Problem details >>
The job is to output each record exactly as it stands, pictures excluded.

** Extracted entries follows **

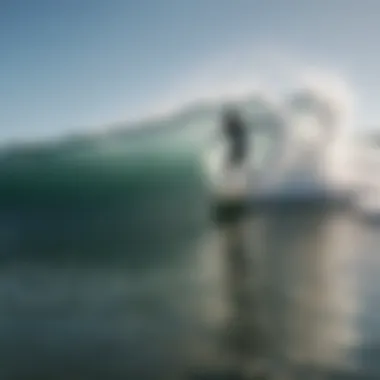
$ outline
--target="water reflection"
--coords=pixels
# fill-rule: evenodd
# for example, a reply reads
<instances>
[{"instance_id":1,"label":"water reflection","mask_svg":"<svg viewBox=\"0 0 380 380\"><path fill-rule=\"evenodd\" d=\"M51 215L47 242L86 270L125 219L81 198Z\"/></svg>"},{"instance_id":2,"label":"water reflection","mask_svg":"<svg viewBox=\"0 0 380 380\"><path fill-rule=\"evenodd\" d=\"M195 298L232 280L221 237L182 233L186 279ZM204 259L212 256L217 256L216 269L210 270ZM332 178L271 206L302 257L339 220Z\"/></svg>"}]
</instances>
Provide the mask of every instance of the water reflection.
<instances>
[{"instance_id":1,"label":"water reflection","mask_svg":"<svg viewBox=\"0 0 380 380\"><path fill-rule=\"evenodd\" d=\"M226 285L230 305L227 345L236 372L241 377L263 375L267 352L260 297L259 259L248 248L249 230L244 221L224 231Z\"/></svg>"},{"instance_id":2,"label":"water reflection","mask_svg":"<svg viewBox=\"0 0 380 380\"><path fill-rule=\"evenodd\" d=\"M379 374L376 241L352 212L315 206L219 226L198 261L199 314L219 339L190 378Z\"/></svg>"},{"instance_id":3,"label":"water reflection","mask_svg":"<svg viewBox=\"0 0 380 380\"><path fill-rule=\"evenodd\" d=\"M328 376L351 364L356 228L349 215L324 209L268 218L272 359L279 373Z\"/></svg>"},{"instance_id":4,"label":"water reflection","mask_svg":"<svg viewBox=\"0 0 380 380\"><path fill-rule=\"evenodd\" d=\"M101 262L4 264L0 378L379 378L378 227L277 207L149 236Z\"/></svg>"},{"instance_id":5,"label":"water reflection","mask_svg":"<svg viewBox=\"0 0 380 380\"><path fill-rule=\"evenodd\" d=\"M200 251L198 268L204 281L201 318L217 337L207 355L201 350L189 378L259 378L267 369L260 260L249 249L245 220L237 218L214 232Z\"/></svg>"}]
</instances>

** End of Extracted entries **

Solution to this problem >>
$ outline
--target="water reflection"
--coords=pixels
# fill-rule: evenodd
# for example, a reply reads
<instances>
[{"instance_id":1,"label":"water reflection","mask_svg":"<svg viewBox=\"0 0 380 380\"><path fill-rule=\"evenodd\" d=\"M51 215L47 242L86 270L125 219L81 198Z\"/></svg>"},{"instance_id":2,"label":"water reflection","mask_svg":"<svg viewBox=\"0 0 380 380\"><path fill-rule=\"evenodd\" d=\"M195 298L232 280L221 237L182 233L186 279ZM204 259L212 256L217 256L216 269L210 270ZM332 178L271 206L302 257L339 220Z\"/></svg>"}]
</instances>
Provide the mask of every instance of the water reflection.
<instances>
[{"instance_id":1,"label":"water reflection","mask_svg":"<svg viewBox=\"0 0 380 380\"><path fill-rule=\"evenodd\" d=\"M226 285L230 305L227 345L236 372L241 377L263 375L267 352L260 297L259 259L248 248L249 230L244 221L224 231Z\"/></svg>"},{"instance_id":2,"label":"water reflection","mask_svg":"<svg viewBox=\"0 0 380 380\"><path fill-rule=\"evenodd\" d=\"M379 374L376 241L352 212L315 206L219 226L198 261L199 314L219 339L190 378Z\"/></svg>"},{"instance_id":3,"label":"water reflection","mask_svg":"<svg viewBox=\"0 0 380 380\"><path fill-rule=\"evenodd\" d=\"M328 376L351 364L356 228L349 215L324 209L268 218L272 359L279 373Z\"/></svg>"},{"instance_id":4,"label":"water reflection","mask_svg":"<svg viewBox=\"0 0 380 380\"><path fill-rule=\"evenodd\" d=\"M101 262L4 264L0 378L379 378L378 227L277 207L149 236Z\"/></svg>"},{"instance_id":5,"label":"water reflection","mask_svg":"<svg viewBox=\"0 0 380 380\"><path fill-rule=\"evenodd\" d=\"M200 251L198 268L204 281L201 318L217 337L207 355L201 350L189 378L259 378L267 369L260 260L249 249L245 220L237 218L214 232Z\"/></svg>"}]
</instances>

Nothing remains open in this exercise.